- _Exercise description_: Print every row below word for word, changing nothing.

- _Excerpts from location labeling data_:
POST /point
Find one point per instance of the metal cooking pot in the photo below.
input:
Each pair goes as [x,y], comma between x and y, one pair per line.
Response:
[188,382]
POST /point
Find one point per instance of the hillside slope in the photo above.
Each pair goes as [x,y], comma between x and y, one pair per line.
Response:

- _Response for this exercise_:
POST /point
Find one point per instance of the metal cooking pot in the photo below.
input:
Each pair goes as [x,y], comma between x and y, one pair per line.
Response:
[188,382]
POST /point
Find one point per instance of the hillside slope in the photo above.
Each pair goes as [x,y], comma between x and y, one pair per line.
Response:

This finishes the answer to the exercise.